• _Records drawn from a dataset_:

########

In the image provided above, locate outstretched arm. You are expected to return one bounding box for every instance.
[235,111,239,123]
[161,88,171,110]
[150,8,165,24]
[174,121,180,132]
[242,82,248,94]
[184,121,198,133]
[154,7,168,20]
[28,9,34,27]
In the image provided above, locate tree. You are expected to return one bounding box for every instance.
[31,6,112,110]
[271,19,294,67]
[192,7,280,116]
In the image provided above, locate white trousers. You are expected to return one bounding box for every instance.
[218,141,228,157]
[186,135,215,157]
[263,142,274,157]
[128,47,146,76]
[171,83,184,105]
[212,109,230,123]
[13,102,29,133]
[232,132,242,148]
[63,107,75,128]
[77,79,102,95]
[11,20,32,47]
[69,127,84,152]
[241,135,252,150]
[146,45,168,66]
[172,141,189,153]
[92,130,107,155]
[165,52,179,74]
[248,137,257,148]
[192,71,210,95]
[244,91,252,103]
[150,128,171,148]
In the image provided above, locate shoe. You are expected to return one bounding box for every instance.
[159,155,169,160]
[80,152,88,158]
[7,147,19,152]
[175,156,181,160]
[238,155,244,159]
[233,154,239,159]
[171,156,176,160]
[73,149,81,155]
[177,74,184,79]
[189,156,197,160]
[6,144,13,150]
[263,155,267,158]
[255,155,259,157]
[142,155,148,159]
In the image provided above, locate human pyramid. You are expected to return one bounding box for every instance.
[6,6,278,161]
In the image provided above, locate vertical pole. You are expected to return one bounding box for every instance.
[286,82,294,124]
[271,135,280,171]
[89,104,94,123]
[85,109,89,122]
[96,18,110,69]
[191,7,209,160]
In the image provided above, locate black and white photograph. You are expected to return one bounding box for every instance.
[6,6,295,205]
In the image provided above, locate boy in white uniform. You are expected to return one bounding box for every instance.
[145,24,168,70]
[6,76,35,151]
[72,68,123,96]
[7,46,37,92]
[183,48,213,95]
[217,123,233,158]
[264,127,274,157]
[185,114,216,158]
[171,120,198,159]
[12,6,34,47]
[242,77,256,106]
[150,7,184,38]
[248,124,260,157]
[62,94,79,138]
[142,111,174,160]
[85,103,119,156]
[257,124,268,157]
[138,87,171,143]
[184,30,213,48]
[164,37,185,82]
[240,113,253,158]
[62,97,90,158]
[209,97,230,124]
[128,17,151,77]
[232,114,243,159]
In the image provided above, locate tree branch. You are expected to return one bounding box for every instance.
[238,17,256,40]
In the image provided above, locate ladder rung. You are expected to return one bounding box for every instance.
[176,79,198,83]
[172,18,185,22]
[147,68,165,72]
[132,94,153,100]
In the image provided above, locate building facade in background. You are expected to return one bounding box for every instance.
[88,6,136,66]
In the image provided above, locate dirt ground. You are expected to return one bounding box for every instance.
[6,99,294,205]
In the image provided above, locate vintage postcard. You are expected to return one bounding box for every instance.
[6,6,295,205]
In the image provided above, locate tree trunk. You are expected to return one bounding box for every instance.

########

• _TASK_:
Whatever lies between the line containing "In the image provided above, locate building" and the final line above, both included, must be returned exactly.

• _RESULT FOR THIS EXERCISE_:
In the image provided above, locate building facade in background. You are expected to return one bounding box for every instance.
[88,6,136,66]
In the image provided above, locate dirt ground. You are expected to return one bounding box for every instance.
[6,99,294,205]
In the image provided above, locate vintage postcard. You are expected to return one bounding box for every instance.
[6,6,295,205]
In the image provided above, locate tree trunk. You are expected to return one bounding box for every instance.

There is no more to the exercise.